She has had only one lesson so far, but would like someday soon to begin competing. As she watched dancers of all ages and all levels of talent perform, Akerly said: “This is not just dancing development, this is character development.”
Bonnie Biddle, 39, would agree. Biddle, who works for a Westlake Village insurance company, said getting up and doing a rumba with her teacher after a year of lessons was a way of “pushing myself one step further.”
During the past year, Biddle has enrolled in college classes and has been “losing a lot of weight,” she said. “There’s been a lot of changes in my life, and this is helping.”
The proprietor of the studio is Mario Vitucci, 50, an Italian immigrant who comes from a family of butchers. Vitucci, still trim in a skintight black tuxedo, has been teaching dance since 1961 and has operated the Van Nuys studio since 1963.
He has seen the town change. Pawn shops and a 99-cent store are now on the block, which was once one of the Valley’s prime shopping areas. Limp, deflated balloons and streamers hang from the sidewalk overhang of the indoor swap meet next door. The area now attracts immigrants from around the world.
But Vitucci’s largely Caucasian clientele has not changed as much. A few Asians and more than a few Latinos take lessons now, and most of the students, Vitucci said, come from the Valley.
Lindy and Mambo
And they still want to learn the swing--also known as the Lindy or the jitterbug--the waltz, the tango and other classics. Last year’s big hit, of course, was the Latin mambo, which most closely resembles the action in the movie “Dirty Dancing.”
══════════════════════════════
#### Complete the following
1. Substitute "cha-cha" for "rumba" in the dance studio article, and give the passage from "Bonnie Biddle, 39, would" up to and including "studio since 1963.".
2. Summarize the dance studio article in two sentences.
3. Write the next part of the dance studio article, picking up after its final sentence.
The listing that follows comes from a separate source.

#### Data section
══════════════════════════════
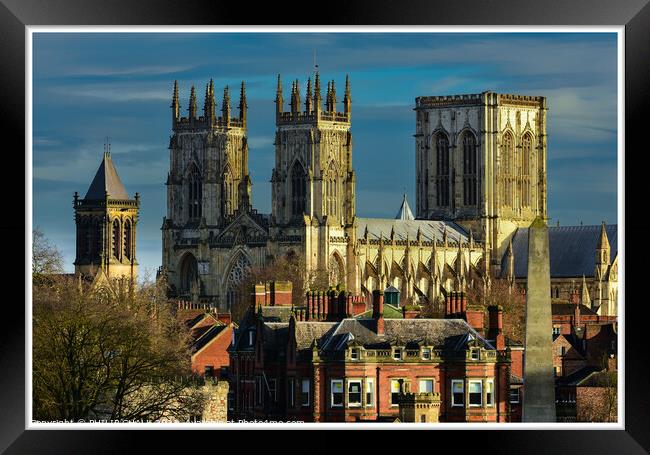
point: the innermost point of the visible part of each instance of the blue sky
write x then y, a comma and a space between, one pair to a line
89, 86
══════════════════════════════
#### Replies
1.
Bonnie Biddle, 39, would agree. Biddle, who works for a Westlake Village insurance company, said getting up and doing a cha-cha with her teacher after a year of lessons was a way of “pushing myself one step further.”
During the past year, Biddle has enrolled in college classes and has been “losing a lot of weight,” she said. “There’s been a lot of changes in my life, and this is helping.”
The proprietor of the studio is Mario Vitucci, 50, an Italian immigrant who comes from a family of butchers. Vitucci, still trim in a skintight black tuxedo, has been teaching dance since 1961 and has operated the Van Nuys studio since 1963.

2. At a Van Nuys dance studio, students such as Bonnie Biddle, who has taken lessons for a year, say dancing pushes them further and helps amid changes in their lives. The studio is run by Mario Vitucci, an Italian immigrant who has taught dance since 1961, and although the surrounding area has changed, most of his students still come from the Valley and still want to learn classics such as the swing, waltz, tango and mambo.

3.
January is the studio’s biggest month. People go out to dance on New Year’s Eve and enjoy it and want to learn to do it right. Or, he said, they want to exercise to take off holiday poundage, and they don’t want to go to a sweaty gym.
But once they start, many compete. Vitucci saw five students and three teachers go to Cleveland for the Ohio Star ball last fall, one of the largest regional dance competitions in the country, and they won 31 first, second and third prizes.
The professional division of that competition will be televised on Channel 28 Saturday at 9 p.m. Kloss and his wife, Carrie, will be seen defending their American title.
Kloss, who has watery blue eyes, perfectly coiffed blond hair and whiter-than-white teeth, said there is a big difference between that level of competition and the dancers he critiqued last week.
For them, dancing is a hobby. For him, it’s his job, and he takes the glitter, the costumes and, in a certain circle, the fame all in stride.
But, he acknowledged, perhaps in their own minds all the dancers see themselves in a bright spotlight, handsome and beautiful, forever on the beat, forever young.